▸ Region pointing data

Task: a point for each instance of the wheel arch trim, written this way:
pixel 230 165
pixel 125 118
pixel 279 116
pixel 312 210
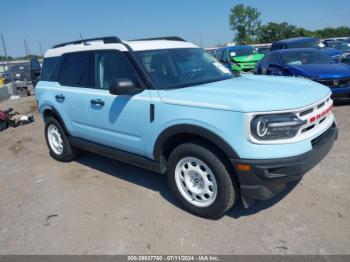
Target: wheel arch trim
pixel 191 130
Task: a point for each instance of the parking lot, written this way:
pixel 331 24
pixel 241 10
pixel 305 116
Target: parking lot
pixel 95 205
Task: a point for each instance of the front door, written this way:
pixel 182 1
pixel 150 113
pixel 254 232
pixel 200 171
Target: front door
pixel 118 121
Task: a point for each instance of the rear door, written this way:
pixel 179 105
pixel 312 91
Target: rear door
pixel 118 121
pixel 76 76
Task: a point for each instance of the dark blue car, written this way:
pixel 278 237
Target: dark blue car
pixel 307 42
pixel 308 63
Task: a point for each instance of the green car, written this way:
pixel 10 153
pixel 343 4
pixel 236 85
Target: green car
pixel 239 59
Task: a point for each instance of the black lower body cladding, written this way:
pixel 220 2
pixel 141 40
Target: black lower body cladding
pixel 267 178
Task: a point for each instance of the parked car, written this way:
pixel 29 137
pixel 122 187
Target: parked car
pixel 308 63
pixel 239 58
pixel 341 45
pixel 166 105
pixel 6 77
pixel 347 39
pixel 307 42
pixel 20 71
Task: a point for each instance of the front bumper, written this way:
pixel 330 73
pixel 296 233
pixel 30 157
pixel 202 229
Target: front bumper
pixel 341 93
pixel 266 178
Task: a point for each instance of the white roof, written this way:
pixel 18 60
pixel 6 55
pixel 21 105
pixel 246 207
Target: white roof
pixel 135 45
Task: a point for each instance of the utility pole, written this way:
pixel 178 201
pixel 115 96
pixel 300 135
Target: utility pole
pixel 13 84
pixel 26 47
pixel 41 50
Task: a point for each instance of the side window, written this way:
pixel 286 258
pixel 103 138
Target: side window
pixel 274 59
pixel 78 69
pixel 111 65
pixel 225 56
pixel 48 65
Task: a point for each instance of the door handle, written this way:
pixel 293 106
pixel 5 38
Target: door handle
pixel 60 97
pixel 97 102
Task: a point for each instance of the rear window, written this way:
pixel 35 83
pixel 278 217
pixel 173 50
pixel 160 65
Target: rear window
pixel 78 70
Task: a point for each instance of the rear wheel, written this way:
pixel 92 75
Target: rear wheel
pixel 57 141
pixel 201 181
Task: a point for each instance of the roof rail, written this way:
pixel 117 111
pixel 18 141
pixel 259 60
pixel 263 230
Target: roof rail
pixel 171 38
pixel 106 40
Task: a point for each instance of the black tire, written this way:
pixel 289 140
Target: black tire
pixel 69 152
pixel 227 185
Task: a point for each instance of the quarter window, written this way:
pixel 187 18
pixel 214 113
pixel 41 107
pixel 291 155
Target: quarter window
pixel 111 65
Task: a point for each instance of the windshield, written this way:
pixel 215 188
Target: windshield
pixel 309 43
pixel 341 45
pixel 242 51
pixel 306 58
pixel 173 68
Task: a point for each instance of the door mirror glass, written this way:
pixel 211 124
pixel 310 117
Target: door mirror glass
pixel 123 87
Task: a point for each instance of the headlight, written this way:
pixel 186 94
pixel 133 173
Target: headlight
pixel 274 127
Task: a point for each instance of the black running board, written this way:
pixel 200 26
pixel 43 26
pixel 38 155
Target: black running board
pixel 126 157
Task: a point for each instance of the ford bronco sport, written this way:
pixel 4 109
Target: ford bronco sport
pixel 166 105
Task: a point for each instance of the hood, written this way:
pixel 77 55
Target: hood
pixel 331 51
pixel 249 93
pixel 248 58
pixel 321 70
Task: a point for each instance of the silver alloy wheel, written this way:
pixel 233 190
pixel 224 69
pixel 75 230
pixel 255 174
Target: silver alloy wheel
pixel 196 182
pixel 55 139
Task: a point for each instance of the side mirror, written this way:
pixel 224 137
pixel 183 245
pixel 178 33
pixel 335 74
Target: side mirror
pixel 35 70
pixel 123 87
pixel 278 66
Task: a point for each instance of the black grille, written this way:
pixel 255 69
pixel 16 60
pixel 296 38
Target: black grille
pixel 323 136
pixel 335 82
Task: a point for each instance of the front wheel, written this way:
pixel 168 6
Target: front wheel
pixel 57 141
pixel 201 181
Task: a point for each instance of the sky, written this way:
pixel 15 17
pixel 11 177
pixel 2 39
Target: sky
pixel 200 21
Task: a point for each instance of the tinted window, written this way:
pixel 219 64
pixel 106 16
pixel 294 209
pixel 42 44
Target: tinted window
pixel 111 65
pixel 242 51
pixel 48 65
pixel 271 58
pixel 78 69
pixel 306 58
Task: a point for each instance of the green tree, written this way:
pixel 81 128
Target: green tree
pixel 277 31
pixel 332 32
pixel 244 21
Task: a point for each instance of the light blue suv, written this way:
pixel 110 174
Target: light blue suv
pixel 166 105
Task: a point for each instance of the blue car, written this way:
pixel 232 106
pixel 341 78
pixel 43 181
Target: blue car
pixel 307 42
pixel 308 63
pixel 166 105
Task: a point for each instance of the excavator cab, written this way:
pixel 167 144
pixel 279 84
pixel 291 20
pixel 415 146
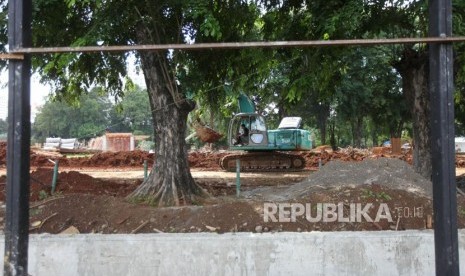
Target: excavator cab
pixel 263 149
pixel 248 131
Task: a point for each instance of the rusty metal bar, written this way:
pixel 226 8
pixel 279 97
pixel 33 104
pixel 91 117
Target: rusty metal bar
pixel 237 45
pixel 12 56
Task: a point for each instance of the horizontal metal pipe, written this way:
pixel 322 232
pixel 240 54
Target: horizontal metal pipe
pixel 237 45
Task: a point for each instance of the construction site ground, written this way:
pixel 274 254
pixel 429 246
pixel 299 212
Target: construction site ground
pixel 91 192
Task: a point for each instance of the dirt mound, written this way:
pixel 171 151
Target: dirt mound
pixel 121 158
pixel 206 160
pixel 388 172
pixel 206 134
pixel 70 183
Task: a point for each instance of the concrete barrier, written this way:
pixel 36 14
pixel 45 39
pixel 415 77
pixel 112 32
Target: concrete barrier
pixel 314 253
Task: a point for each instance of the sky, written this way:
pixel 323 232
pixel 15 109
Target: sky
pixel 40 92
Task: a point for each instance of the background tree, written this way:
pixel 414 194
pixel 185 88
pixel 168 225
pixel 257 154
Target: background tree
pixel 79 23
pixel 85 118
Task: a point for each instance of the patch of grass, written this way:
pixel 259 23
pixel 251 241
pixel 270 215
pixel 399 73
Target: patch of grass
pixel 35 212
pixel 461 210
pixel 43 195
pixel 367 193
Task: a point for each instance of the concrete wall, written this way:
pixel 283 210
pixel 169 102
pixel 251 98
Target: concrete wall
pixel 315 253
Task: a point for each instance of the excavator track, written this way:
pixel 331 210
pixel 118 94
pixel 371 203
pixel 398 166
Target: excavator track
pixel 263 162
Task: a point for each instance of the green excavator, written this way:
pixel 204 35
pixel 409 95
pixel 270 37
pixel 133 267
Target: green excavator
pixel 262 149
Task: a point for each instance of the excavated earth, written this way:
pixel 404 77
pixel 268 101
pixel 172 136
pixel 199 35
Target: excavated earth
pixel 86 204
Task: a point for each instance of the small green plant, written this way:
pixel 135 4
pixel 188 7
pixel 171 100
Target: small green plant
pixel 35 212
pixel 367 193
pixel 43 195
pixel 461 210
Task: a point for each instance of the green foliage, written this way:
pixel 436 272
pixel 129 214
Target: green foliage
pixel 84 119
pixel 43 195
pixel 92 114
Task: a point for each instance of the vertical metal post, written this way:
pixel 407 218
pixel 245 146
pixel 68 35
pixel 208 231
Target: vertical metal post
pixel 238 177
pixel 145 170
pixel 19 134
pixel 442 134
pixel 55 176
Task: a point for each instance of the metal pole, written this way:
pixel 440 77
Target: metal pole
pixel 442 134
pixel 145 170
pixel 19 134
pixel 55 176
pixel 232 45
pixel 238 177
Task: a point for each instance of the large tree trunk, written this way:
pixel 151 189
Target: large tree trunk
pixel 413 68
pixel 170 181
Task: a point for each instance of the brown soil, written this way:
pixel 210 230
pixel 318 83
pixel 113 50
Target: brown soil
pixel 94 205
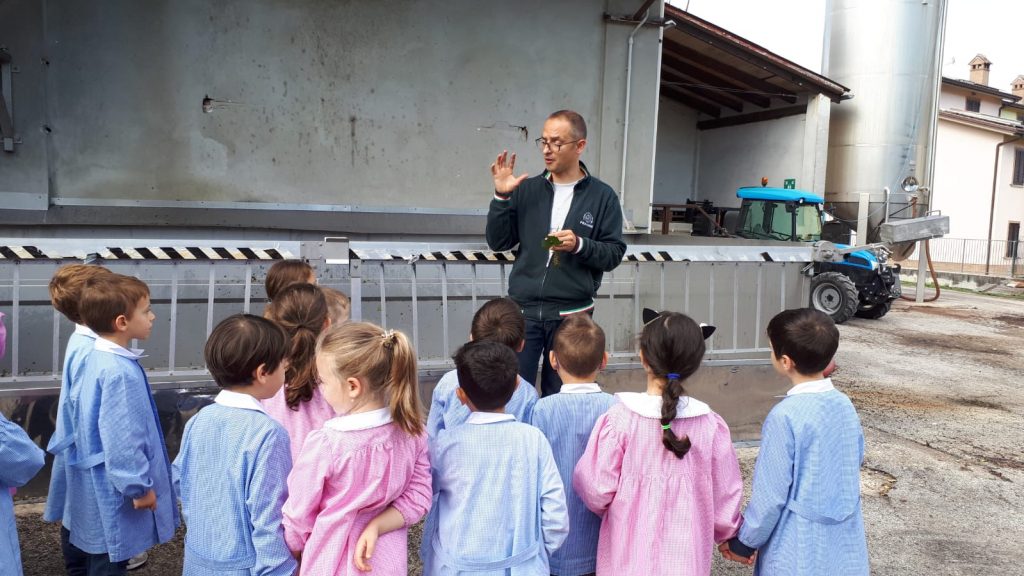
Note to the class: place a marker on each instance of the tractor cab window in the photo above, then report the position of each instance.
(808, 223)
(769, 219)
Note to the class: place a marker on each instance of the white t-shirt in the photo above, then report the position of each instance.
(560, 207)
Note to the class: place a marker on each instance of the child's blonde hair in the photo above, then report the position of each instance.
(105, 297)
(67, 284)
(284, 274)
(338, 304)
(384, 361)
(301, 311)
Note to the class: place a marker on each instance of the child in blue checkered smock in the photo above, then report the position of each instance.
(804, 516)
(501, 321)
(118, 500)
(231, 469)
(66, 291)
(500, 504)
(566, 419)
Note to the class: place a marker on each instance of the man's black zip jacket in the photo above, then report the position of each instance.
(547, 291)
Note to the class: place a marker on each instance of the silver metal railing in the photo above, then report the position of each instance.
(977, 256)
(428, 291)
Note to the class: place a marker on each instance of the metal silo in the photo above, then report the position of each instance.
(889, 53)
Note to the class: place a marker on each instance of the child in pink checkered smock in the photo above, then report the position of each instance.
(659, 468)
(299, 406)
(364, 478)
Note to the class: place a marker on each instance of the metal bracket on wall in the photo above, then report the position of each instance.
(6, 104)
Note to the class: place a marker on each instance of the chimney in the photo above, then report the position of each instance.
(979, 70)
(1018, 86)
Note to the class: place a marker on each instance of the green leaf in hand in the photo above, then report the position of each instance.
(549, 243)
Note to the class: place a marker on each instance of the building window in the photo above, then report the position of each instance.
(1019, 167)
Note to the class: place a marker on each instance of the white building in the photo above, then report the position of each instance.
(979, 158)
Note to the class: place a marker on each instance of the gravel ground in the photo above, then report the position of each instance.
(938, 389)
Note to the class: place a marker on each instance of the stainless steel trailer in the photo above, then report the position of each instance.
(430, 291)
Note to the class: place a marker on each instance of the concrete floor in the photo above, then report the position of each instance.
(938, 389)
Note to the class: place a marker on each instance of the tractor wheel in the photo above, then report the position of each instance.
(835, 294)
(873, 312)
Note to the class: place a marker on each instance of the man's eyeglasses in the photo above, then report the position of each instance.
(555, 147)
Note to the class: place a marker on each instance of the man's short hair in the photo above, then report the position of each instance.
(107, 297)
(240, 344)
(66, 288)
(488, 373)
(579, 343)
(577, 124)
(806, 335)
(500, 321)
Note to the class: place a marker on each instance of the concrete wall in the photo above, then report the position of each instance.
(676, 162)
(739, 156)
(390, 104)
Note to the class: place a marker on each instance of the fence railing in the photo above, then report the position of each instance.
(998, 257)
(429, 295)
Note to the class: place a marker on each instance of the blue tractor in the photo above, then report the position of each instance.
(850, 282)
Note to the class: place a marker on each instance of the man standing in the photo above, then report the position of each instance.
(568, 228)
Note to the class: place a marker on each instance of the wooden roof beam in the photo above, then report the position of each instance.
(692, 101)
(720, 68)
(714, 82)
(721, 98)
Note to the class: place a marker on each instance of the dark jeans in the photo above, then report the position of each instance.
(80, 563)
(539, 337)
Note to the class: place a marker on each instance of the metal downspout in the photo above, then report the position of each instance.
(933, 123)
(626, 113)
(991, 206)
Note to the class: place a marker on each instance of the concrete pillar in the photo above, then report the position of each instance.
(812, 174)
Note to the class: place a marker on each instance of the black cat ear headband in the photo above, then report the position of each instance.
(650, 315)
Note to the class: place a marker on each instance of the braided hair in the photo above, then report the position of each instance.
(673, 345)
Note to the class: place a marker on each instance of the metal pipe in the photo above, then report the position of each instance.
(933, 121)
(626, 112)
(991, 206)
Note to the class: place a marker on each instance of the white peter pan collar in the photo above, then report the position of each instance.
(814, 386)
(488, 418)
(360, 420)
(102, 344)
(650, 406)
(580, 388)
(84, 330)
(238, 400)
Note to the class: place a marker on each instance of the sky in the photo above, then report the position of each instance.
(795, 30)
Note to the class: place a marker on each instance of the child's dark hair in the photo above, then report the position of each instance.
(673, 346)
(240, 344)
(384, 361)
(105, 297)
(488, 373)
(301, 311)
(284, 274)
(67, 285)
(579, 343)
(806, 335)
(500, 321)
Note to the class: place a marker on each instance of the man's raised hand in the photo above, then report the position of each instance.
(505, 180)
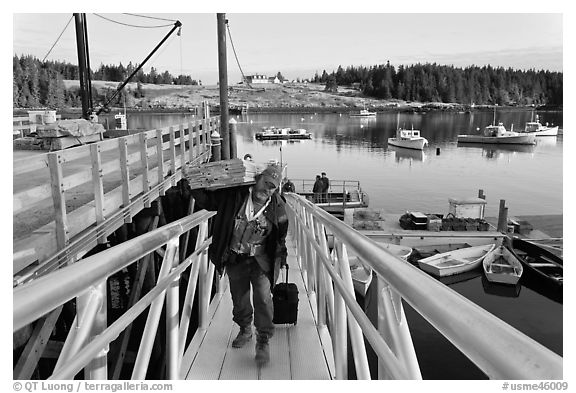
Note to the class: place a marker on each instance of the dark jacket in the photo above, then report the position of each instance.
(318, 186)
(227, 202)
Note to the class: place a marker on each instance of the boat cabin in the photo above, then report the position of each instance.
(492, 130)
(532, 126)
(407, 134)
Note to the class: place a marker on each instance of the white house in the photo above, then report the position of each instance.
(258, 78)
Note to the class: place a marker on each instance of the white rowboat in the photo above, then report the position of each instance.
(455, 262)
(501, 266)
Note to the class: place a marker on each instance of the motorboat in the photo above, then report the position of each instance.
(541, 263)
(537, 129)
(274, 133)
(497, 134)
(363, 113)
(408, 139)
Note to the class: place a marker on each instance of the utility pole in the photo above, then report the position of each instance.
(223, 81)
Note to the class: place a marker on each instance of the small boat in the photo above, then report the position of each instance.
(455, 262)
(363, 113)
(537, 129)
(502, 266)
(538, 262)
(499, 135)
(273, 133)
(408, 139)
(341, 195)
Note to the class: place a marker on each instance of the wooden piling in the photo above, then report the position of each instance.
(223, 84)
(502, 217)
(232, 126)
(216, 147)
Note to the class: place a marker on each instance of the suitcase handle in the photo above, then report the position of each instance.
(286, 266)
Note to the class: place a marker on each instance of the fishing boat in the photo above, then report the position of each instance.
(502, 266)
(408, 139)
(538, 262)
(537, 129)
(363, 113)
(342, 194)
(456, 261)
(274, 133)
(499, 135)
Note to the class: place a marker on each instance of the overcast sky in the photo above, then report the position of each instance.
(300, 44)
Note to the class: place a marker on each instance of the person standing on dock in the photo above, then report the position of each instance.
(325, 187)
(249, 241)
(288, 186)
(317, 189)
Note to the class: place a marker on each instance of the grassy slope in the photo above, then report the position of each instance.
(274, 96)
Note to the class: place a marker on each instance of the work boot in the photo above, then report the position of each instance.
(244, 335)
(262, 351)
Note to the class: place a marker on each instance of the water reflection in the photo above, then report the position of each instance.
(498, 151)
(402, 154)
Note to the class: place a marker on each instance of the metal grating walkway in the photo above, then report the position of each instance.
(296, 352)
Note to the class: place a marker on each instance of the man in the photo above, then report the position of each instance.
(288, 186)
(317, 189)
(249, 240)
(325, 188)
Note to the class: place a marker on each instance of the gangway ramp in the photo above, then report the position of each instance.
(296, 351)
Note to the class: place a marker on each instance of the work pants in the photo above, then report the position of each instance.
(241, 276)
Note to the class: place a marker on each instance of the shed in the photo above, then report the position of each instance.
(467, 208)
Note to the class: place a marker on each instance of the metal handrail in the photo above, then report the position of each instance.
(509, 354)
(36, 298)
(87, 344)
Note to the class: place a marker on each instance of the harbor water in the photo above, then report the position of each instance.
(529, 178)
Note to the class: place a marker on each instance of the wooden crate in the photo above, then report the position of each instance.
(223, 174)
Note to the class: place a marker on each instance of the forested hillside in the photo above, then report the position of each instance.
(41, 84)
(439, 83)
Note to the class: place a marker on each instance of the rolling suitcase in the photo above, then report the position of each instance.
(285, 299)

▸ WORK ORDER
There is a line with "pixel 251 241" and a line with "pixel 129 214" above. Copy exactly those two lines and all lines between them, with nothing else.

▸ RESPONSE TO THIS TASK
pixel 251 241
pixel 270 215
pixel 399 73
Target: patch of grass
pixel 35 212
pixel 461 210
pixel 43 195
pixel 367 193
Task: a point for each instance of the concrete wall, written this way:
pixel 283 210
pixel 169 102
pixel 251 98
Target: concrete wall
pixel 315 253
Task: a point for each instance of the excavator track, written this way:
pixel 331 210
pixel 118 94
pixel 371 203
pixel 398 166
Target: excavator track
pixel 263 162
Task: a point for each instance of the green excavator, written this way:
pixel 204 35
pixel 409 95
pixel 270 37
pixel 133 267
Target: green excavator
pixel 262 149
Task: a point for each instance of the excavated earth, written this way:
pixel 404 77
pixel 268 101
pixel 172 136
pixel 199 35
Target: excavated earth
pixel 86 204
Task: a point for each instance of the small green plant, written this way:
pixel 135 4
pixel 188 7
pixel 171 100
Target: small green plant
pixel 35 212
pixel 367 193
pixel 43 195
pixel 461 210
Task: a point for each instance of the green foliage, written this way:
pixel 436 272
pixel 129 214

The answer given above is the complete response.